Task brief> Output the data that follows exactly, line for line.

--- Start of Data supplied ---

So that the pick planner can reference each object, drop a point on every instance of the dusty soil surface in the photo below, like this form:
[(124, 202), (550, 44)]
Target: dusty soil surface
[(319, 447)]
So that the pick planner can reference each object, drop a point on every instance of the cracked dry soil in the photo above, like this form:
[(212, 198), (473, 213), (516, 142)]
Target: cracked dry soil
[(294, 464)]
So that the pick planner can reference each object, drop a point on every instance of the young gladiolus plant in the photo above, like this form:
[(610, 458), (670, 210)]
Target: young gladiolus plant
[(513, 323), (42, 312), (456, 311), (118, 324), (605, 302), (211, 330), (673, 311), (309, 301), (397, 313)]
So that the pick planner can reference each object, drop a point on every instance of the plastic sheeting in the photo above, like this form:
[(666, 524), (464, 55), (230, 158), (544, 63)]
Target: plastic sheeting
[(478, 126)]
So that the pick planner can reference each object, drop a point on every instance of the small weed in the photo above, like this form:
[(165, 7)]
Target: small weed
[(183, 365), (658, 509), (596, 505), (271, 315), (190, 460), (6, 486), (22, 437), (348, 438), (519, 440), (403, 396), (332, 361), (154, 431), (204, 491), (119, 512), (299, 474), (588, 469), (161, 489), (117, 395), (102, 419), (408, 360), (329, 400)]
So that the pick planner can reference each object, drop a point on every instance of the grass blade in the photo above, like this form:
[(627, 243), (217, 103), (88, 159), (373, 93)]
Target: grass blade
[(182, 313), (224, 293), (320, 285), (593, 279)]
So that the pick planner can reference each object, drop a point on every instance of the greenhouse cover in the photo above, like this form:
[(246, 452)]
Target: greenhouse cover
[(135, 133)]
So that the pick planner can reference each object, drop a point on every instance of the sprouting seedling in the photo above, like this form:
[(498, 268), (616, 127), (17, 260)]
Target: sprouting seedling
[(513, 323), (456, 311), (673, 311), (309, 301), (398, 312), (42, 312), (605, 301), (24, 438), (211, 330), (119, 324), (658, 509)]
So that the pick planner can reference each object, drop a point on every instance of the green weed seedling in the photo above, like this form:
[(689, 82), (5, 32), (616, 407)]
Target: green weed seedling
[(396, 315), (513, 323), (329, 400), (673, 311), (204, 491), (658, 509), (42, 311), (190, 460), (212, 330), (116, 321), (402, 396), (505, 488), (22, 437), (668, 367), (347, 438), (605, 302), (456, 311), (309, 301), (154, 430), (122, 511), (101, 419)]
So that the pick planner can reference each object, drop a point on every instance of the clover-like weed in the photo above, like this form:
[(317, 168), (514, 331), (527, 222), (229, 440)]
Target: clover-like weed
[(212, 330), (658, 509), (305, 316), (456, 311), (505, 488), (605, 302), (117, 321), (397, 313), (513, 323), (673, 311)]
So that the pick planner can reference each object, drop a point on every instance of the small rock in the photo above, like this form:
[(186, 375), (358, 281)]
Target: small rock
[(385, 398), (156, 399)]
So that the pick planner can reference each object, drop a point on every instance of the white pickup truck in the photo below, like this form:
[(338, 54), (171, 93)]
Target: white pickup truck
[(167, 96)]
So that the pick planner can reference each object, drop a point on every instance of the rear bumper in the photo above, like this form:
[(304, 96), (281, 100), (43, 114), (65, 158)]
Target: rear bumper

--- End of Data supplied ---

Complete response>
So that the pick planner can reference each object, drop a point on every instance of the dusty soil surface in the photo below, like this form:
[(124, 202), (550, 44)]
Target: dusty soil surface
[(319, 447)]
So that the pick planner can reference each object, drop a point on every instance of the cracked dry soil in the photo above, like this form:
[(212, 198), (473, 213), (516, 142)]
Target: cracked dry soil
[(294, 464)]
So that the pick planner can reference each object, drop a point on every instance of the young gladiolus plant in the photo above, like this form:
[(610, 458), (670, 210)]
Target: young gladiolus plant
[(513, 323), (42, 312), (456, 311), (118, 324), (605, 302), (211, 330), (673, 311), (309, 301), (397, 313)]
So that the pick planner can reference each object, drop a point on every instance of the plastic sheeting in the photo above, like this form:
[(666, 524), (464, 55), (230, 158), (544, 63)]
Target: plastic sheeting
[(478, 126)]
So that the pick planner can reference each object, drop a point on every instance of the small weed in the photo above, like this form:
[(165, 7)]
Target: small weed
[(183, 365), (658, 509), (596, 505), (271, 315), (190, 460), (6, 486), (22, 437), (348, 438), (519, 440), (403, 396), (332, 361), (154, 431), (204, 491), (119, 512), (299, 474), (588, 469), (161, 489), (117, 395), (102, 419), (408, 360), (329, 400)]
So that the pick planner can reference each object, drop a point on every instance of the grass blade in the photo above, like this form:
[(627, 243), (217, 103), (88, 159), (373, 93)]
Target: grass blade
[(182, 313), (224, 293), (320, 285), (593, 279)]
So that the pick planner can reference each object, drop a point on every instance of the greenhouse cover in the photo above, like this form:
[(246, 452)]
Target: greenhouse cover
[(135, 133)]
So that the pick planner can reference each object, drop a point on every instance of the sprouting seedling in the photo above, like this form:
[(498, 268), (616, 127), (17, 260)]
Target: sprouting seedling
[(513, 323), (456, 311), (673, 311), (309, 301), (398, 312), (42, 312), (605, 301), (24, 438), (211, 330), (119, 324), (658, 509)]
So that the pick planner can reference each object, drop a point on every instance of the green weed seedling in the photo above, like this form:
[(689, 82), (5, 32), (616, 407)]
Target: green weed seedling
[(396, 315), (513, 323), (329, 400), (673, 311), (204, 491), (658, 509), (42, 311), (190, 460), (212, 330), (116, 321), (402, 396), (505, 488), (22, 437), (668, 367), (347, 438), (605, 302), (456, 311), (309, 301), (154, 430), (122, 511), (101, 419)]
So that the pick planner can reference each object, drop a point on every instance of the clover-like weed in the photo above, like this form:
[(317, 168), (514, 331), (527, 222), (229, 440)]
Target: clover-like weed
[(212, 330), (658, 509), (305, 316), (456, 311), (505, 488), (605, 302), (117, 321), (397, 313), (513, 323), (673, 311)]
So that the pick planner can reference each object, drop a point on every instance of the small rock in the photo above, like this form:
[(186, 375), (358, 281)]
Target: small rock
[(385, 398), (156, 399)]
So that the pick planner can reference each object, drop a point on every instance of the white pickup truck in the photo below, like this form:
[(338, 54), (171, 93)]
Target: white pickup truck
[(167, 96)]
So that the pick planner can reference each object, drop a point on every instance of the rear bumper in the photo above, like this form:
[(304, 96), (281, 100), (43, 114), (65, 158)]
Target: rear bumper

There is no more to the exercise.